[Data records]

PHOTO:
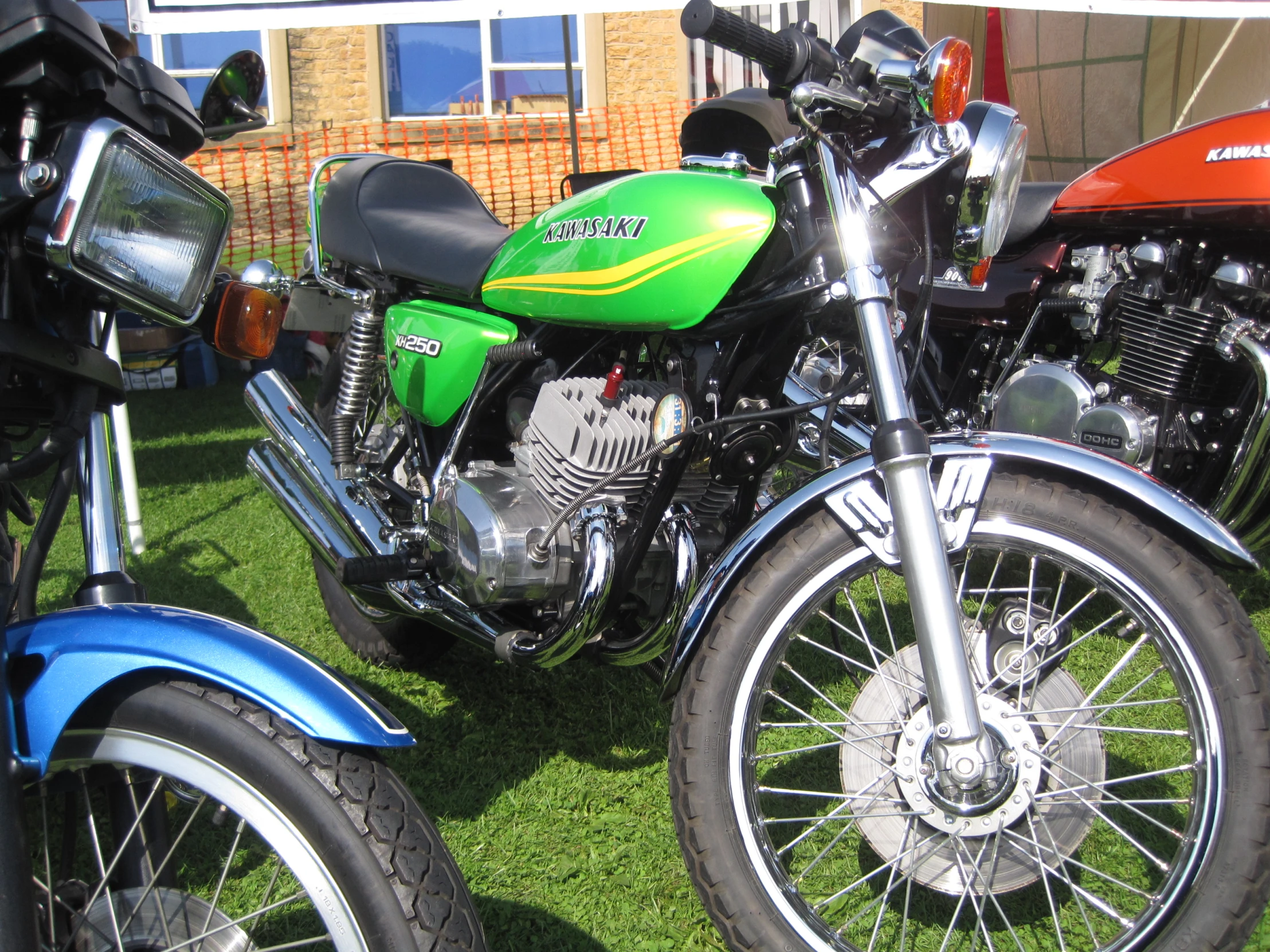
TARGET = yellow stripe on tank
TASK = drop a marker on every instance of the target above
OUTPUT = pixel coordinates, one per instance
(680, 251)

▸ Work required
Excluding images, return all of the records above word for word.

▸ Output for this task
PHOTO:
TARGET = yellow stripe on tank
TASK = drop a marker on every instance of the target above
OUTPUT = pixel coordinates, one per instance
(680, 251)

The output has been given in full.